▶ EXCERPT PROVIDED:

* start *

Of course we have technology in our galleries and classrooms and information on the Web; of course we are exploiting social media to reach and grow our audiences. . . . But we aren’t conducting art historical research differently. We aren’t working collaboratively and experimentally.
James Cuno, Daily Dot Article
I start with this quote from Modernizing Art History because of its relevance to clean data. Many of the things Mr. Cuno mentions here are technologies that don’t necessarily need massive amounts of man power in cleaning data. Putting technology in galleries and classrooms is often in the form of ipads, touch screens, or laptops- technology that often can come out of the box with little effort. Putting information on the web, while it can take time to gather research and what not, ultimately the process of putting the information up is not far off writing an article or other piece of writing. Social media is much the same, while effort generally goes into putting together a content calendar, the tools themselves are relatively straightforward. And then there’s cleaning data for research which is a different bear entirely.
While visualizing data can yield fascinating results, the work that it takes to get to the point of actually analyzing the data can be incredibly time consuming. Cleaning data may seem straightforward, but often people will start cleaning data only to realize they want to do something another way. For example, maybe at first while cleaning data you decide to insert the date one way, but then midway through you change your mind. You then have to go back and make sure all of the data follows the same convention. This issue with data cleaning also points to why someone may shy away from collaborative work. Often, people have different ideas of how to best work at cleaning data, and unless the conventions are set up from the very beginning, you risk having to do work two and three times to make sure everything is consistent.
I ran into this while working on the Dictionary of Art Historians. Having started as a card catalogue in the 80s, the information contained in the dictionary has gone through many iterations, and has had several collaborators. This has resulted in several different forms of the data inside the dictionary. For example as we saw in class, the birthplace of someone may be inputted as just a country, as a city and country, as a city and country in the native tongue, there can be many different options for the form the data can take. At one point, I went through the data and cleaned up the field for home country (so one could search through the results using a faceted search that filtered only the Italian art historians or only the Germans) The problem with this field was the fact that everyone had inputted the country differently Italy vs. Italia vs. Kingdom of Napoli. As people type something in it may come out as frace instead of france. There can be many different problems with the data. This is one reason to advocate for controlled vocabularies that can be integrated into a database such that someone inputting data can pick from a drop down list rather than putting in the data themselves.

* end *

▶ Pointing entries:
* start *

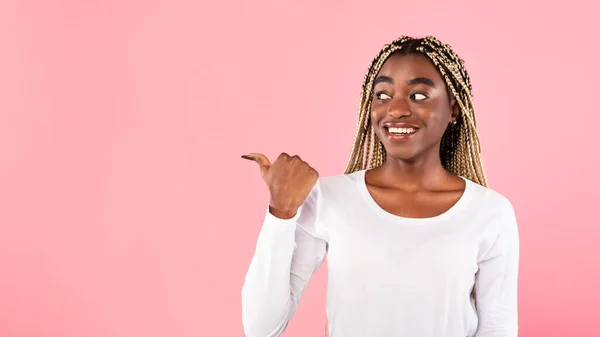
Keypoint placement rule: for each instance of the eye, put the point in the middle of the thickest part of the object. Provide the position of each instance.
(418, 97)
(382, 96)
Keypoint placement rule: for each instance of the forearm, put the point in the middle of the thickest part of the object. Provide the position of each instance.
(267, 304)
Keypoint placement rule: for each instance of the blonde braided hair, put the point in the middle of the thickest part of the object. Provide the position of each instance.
(460, 150)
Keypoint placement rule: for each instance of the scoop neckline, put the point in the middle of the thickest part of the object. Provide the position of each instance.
(459, 205)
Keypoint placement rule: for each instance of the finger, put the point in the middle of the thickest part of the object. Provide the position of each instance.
(262, 161)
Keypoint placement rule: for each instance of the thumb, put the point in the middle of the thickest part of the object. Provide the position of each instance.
(262, 161)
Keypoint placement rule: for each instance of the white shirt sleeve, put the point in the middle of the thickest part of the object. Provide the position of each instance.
(496, 282)
(288, 252)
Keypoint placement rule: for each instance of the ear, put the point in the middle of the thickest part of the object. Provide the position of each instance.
(455, 108)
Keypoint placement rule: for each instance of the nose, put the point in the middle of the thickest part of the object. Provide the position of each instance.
(398, 108)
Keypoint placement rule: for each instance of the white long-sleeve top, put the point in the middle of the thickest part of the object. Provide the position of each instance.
(452, 275)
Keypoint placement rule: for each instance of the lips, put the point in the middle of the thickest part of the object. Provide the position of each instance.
(400, 131)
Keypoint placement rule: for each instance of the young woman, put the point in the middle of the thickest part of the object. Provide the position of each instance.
(417, 244)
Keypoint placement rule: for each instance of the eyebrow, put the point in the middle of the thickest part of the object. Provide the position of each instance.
(417, 80)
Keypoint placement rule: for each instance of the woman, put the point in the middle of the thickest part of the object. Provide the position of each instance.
(417, 244)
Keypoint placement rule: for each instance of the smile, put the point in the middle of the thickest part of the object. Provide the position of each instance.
(395, 133)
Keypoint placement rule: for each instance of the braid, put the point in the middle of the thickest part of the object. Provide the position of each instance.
(460, 149)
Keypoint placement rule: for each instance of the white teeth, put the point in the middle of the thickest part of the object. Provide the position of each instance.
(402, 130)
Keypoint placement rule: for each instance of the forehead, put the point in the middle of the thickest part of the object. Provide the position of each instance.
(410, 66)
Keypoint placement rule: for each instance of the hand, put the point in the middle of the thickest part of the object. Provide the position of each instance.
(290, 180)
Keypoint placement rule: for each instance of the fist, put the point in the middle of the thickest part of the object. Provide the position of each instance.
(289, 179)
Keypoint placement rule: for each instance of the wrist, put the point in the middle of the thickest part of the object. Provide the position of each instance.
(283, 213)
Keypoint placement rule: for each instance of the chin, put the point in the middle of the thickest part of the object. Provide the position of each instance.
(403, 154)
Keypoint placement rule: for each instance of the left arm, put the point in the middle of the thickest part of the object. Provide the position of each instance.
(496, 281)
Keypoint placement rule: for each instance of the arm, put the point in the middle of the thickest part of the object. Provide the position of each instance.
(496, 282)
(287, 254)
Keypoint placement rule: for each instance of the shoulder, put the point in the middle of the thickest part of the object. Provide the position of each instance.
(489, 199)
(493, 207)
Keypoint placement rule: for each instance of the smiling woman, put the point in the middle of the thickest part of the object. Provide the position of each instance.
(416, 243)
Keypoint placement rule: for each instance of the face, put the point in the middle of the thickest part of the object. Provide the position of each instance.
(410, 108)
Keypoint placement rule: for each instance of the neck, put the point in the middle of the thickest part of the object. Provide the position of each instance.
(424, 172)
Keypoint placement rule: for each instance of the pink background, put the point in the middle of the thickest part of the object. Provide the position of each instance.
(125, 209)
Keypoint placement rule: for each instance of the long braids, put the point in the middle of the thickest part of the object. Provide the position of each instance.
(460, 149)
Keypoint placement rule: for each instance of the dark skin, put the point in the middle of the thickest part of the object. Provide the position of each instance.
(410, 92)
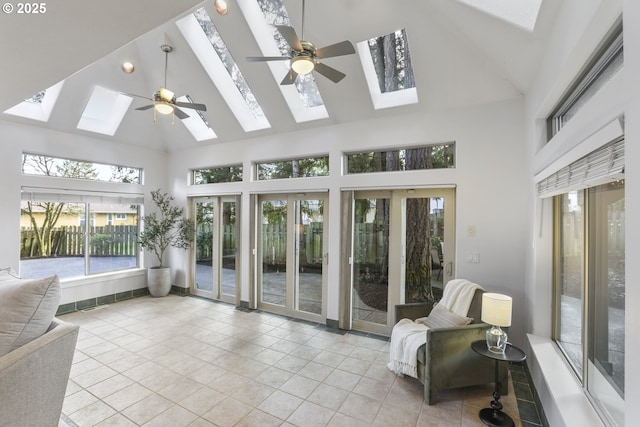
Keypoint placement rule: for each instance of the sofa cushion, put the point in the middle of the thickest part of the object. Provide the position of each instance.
(27, 307)
(440, 317)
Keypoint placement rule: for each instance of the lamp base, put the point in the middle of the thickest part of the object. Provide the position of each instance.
(496, 340)
(495, 418)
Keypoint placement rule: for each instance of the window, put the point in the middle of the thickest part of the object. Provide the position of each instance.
(589, 276)
(418, 158)
(217, 175)
(72, 233)
(73, 236)
(296, 168)
(35, 164)
(607, 61)
(386, 63)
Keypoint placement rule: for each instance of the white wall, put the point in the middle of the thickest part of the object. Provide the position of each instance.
(489, 177)
(579, 29)
(16, 139)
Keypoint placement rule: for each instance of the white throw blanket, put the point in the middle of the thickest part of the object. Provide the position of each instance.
(407, 335)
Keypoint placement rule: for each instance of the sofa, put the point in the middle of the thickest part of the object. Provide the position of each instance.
(447, 360)
(36, 352)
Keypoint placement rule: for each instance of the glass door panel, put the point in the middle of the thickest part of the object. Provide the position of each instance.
(399, 251)
(371, 259)
(309, 256)
(424, 243)
(204, 248)
(215, 248)
(291, 279)
(228, 249)
(274, 251)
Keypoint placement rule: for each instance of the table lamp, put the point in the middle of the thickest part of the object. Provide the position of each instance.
(496, 311)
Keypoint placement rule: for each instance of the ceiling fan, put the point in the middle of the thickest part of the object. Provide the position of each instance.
(164, 100)
(304, 57)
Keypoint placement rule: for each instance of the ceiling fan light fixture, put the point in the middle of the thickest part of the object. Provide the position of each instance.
(166, 94)
(302, 64)
(221, 7)
(163, 107)
(128, 67)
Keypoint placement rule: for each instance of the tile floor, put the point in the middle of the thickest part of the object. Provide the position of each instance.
(185, 361)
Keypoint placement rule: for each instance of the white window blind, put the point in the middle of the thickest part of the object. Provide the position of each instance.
(603, 165)
(70, 196)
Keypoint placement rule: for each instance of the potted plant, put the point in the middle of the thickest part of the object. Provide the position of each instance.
(163, 228)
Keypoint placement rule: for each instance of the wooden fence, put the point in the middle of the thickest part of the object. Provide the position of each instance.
(109, 240)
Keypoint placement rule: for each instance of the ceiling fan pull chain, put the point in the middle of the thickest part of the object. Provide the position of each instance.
(302, 27)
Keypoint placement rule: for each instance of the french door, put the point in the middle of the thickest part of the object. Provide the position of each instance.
(215, 248)
(292, 255)
(401, 251)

* end *

▶ PROMPT 1:
Filter the entries above and copy out every line that contains the word "sofa".
▶ PROMPT 2:
Proceed with the post above on cleaning data for art history research, starting right after its last sentence.

▶ EXERCISE RESPONSE 1:
Keypoint placement rule: for each instance of the sofa cushion, put the point in the middle of the thickest part of the object. Provide the position of each instance.
Keypoint placement rule: for each instance of the sofa, put the point in the middle of the thickest part of the object. Provide the position of each instance.

▶ EXERCISE RESPONSE 2:
One kind of data I’m thinking about working with is comparing the versions of texts of the original Diana and Actaeon myth using a tool like Voyant or venturing into Python NLTK. In order to do this it would be important to put the texts into plain text files. Then it would be important to make sure the text that is in the file, is just the story I want, as many of the versions may have other stories before or after it. Whily Voyant will take stopwords out, if using a tool like NLTK the text has to go through several iterations before you can get reliable data. This involves taking out stopwords, truncating, and tokenizing, many of which are techniques that are used in search retrieval engines like google. As we learned in class, stopwords are words that occur frequently but have little meaning. These lists can be very short or very long depending on the text, and of course it’s important to remember that each language has its own stop words list. Truncating refers to combining words that have the same prefix. You may notice this in your google search if you search something like “computer science” but you get results involving the word computing. The final technique is tokenizing, which involves parsing a sentence down into words that the computer is then able to read.
Obviously in the Prown article we read art historians are interested in the types of research questions can be generated by “big data”, but there is still resistance even today to using data in a formalized manner. Maybe it’s a silly thought, but I do wonder if part of the reason art historians maybe reticent to use data is because of the prep involved. Many of us work in a manner where we look at the object first and then do research later. You don’t have to do a lot of work to prep your eyes to look at the object, in a sense visual analysis gives a sort of instant gratification. While art historians are clearly detail oriented, data input and cleaning takes a sort of monotonous eye to detail that we’re not used to. This all being said, I think one can get better at data cleaning with practice and can become comfortable with inputting data in such a manner.
Maybe one day our computers will become advanced enough to read messy data, but until then we have to deal with keeping our data tidy.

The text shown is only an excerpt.